▶ **PROMPT**
Give every line of the material below as a Markdown table with two columns, No. and Text. Put the row number in No. and the line in Text, and skip any blank lines.
------ TASK MATERIAL
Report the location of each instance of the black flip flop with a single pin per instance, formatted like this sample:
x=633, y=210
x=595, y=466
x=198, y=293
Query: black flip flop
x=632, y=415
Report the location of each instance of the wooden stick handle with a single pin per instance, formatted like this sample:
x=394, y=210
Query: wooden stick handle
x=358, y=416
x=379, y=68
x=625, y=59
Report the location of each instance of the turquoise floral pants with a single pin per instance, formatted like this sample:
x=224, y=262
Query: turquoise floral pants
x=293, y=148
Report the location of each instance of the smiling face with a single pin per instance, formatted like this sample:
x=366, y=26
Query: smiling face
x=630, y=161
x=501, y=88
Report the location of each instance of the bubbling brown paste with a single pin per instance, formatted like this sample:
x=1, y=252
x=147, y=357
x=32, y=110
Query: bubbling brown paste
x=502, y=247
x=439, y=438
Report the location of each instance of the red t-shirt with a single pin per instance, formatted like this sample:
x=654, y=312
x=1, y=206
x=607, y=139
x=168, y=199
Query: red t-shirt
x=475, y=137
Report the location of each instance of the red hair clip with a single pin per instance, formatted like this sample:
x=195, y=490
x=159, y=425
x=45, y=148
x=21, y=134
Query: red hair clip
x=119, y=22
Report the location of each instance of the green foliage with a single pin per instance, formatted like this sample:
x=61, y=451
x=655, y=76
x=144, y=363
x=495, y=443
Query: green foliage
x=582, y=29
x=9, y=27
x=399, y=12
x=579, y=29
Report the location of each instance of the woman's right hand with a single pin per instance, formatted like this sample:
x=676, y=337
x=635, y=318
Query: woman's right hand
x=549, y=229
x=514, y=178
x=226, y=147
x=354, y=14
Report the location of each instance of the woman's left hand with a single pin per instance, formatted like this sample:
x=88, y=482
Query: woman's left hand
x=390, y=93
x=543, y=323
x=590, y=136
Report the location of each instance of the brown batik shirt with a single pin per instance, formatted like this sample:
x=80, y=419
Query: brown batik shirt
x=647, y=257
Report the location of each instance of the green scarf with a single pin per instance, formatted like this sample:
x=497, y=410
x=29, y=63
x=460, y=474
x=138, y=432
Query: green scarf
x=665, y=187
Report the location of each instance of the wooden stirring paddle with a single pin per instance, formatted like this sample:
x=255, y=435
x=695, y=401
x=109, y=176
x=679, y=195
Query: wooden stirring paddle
------------
▶ **RESULT OF THE TASK**
| No. | Text |
|---|---|
| 1 | Report the location of each instance of the black flip flop with a single pin per instance, formatted like this sample: |
| 2 | x=633, y=210 |
| 3 | x=595, y=466 |
| 4 | x=198, y=293 |
| 5 | Query: black flip flop |
| 6 | x=632, y=415 |
| 7 | Report the location of each instance of the wooden stick handle with a single pin per instance, formatted like this sample: |
| 8 | x=394, y=210 |
| 9 | Query: wooden stick handle |
| 10 | x=358, y=416 |
| 11 | x=379, y=68 |
| 12 | x=625, y=59 |
| 13 | Report the location of each instance of the turquoise floral pants with a single pin per instance, formatted like this sample: |
| 14 | x=224, y=262 |
| 15 | Query: turquoise floral pants |
| 16 | x=293, y=148 |
| 17 | Report the location of each instance of the smiling face with a single pin per instance, formatted like this sample: |
| 18 | x=366, y=26 |
| 19 | Query: smiling face |
| 20 | x=630, y=161 |
| 21 | x=501, y=88 |
| 22 | Report the location of each instance of the bubbling brown paste with a single pin per instance, formatted like this sample: |
| 23 | x=1, y=252 |
| 24 | x=147, y=357 |
| 25 | x=32, y=110 |
| 26 | Query: bubbling brown paste |
| 27 | x=502, y=247 |
| 28 | x=439, y=438 |
| 29 | Report the location of each instance of the red t-shirt with a single pin per instance, formatted like this sample: |
| 30 | x=654, y=312 |
| 31 | x=1, y=206 |
| 32 | x=607, y=139 |
| 33 | x=168, y=199 |
| 34 | Query: red t-shirt |
| 35 | x=475, y=137 |
| 36 | Report the location of each instance of the red hair clip with a single pin per instance, formatted like this sample: |
| 37 | x=195, y=490 |
| 38 | x=159, y=425 |
| 39 | x=45, y=148 |
| 40 | x=21, y=134 |
| 41 | Query: red hair clip |
| 42 | x=119, y=22 |
| 43 | Report the location of each instance of the green foliage with a single pin per instance, formatted like this sample: |
| 44 | x=61, y=451 |
| 45 | x=655, y=76 |
| 46 | x=144, y=363 |
| 47 | x=495, y=443 |
| 48 | Query: green foliage |
| 49 | x=582, y=29 |
| 50 | x=9, y=27 |
| 51 | x=399, y=12 |
| 52 | x=579, y=29 |
| 53 | Report the location of each instance of the woman's right hand with a single pin per instance, formatted like this sample: |
| 54 | x=676, y=337 |
| 55 | x=635, y=318 |
| 56 | Query: woman's right hand |
| 57 | x=549, y=229 |
| 58 | x=514, y=178 |
| 59 | x=226, y=147 |
| 60 | x=354, y=14 |
| 61 | Report the location of each instance of the woman's left hand with a single pin per instance, formatted like this sample: |
| 62 | x=88, y=482 |
| 63 | Query: woman's left hand |
| 64 | x=390, y=93 |
| 65 | x=543, y=323 |
| 66 | x=590, y=136 |
| 67 | Report the location of each instance of the brown batik shirt with a single pin per instance, formatted like this sample: |
| 68 | x=80, y=419 |
| 69 | Query: brown batik shirt |
| 70 | x=647, y=257 |
| 71 | Report the location of each instance of the green scarf with a single pin per instance, formatted like this sample: |
| 72 | x=497, y=410 |
| 73 | x=29, y=63 |
| 74 | x=460, y=474 |
| 75 | x=138, y=432 |
| 76 | Query: green scarf |
| 77 | x=665, y=187 |
| 78 | Report the location of each instance of the wooden stirring paddle with a single pin per instance, formatted like this sample: |
| 79 | x=255, y=435 |
| 80 | x=695, y=401 |
| 81 | x=109, y=176 |
| 82 | x=679, y=195 |
| 83 | Query: wooden stirring paddle |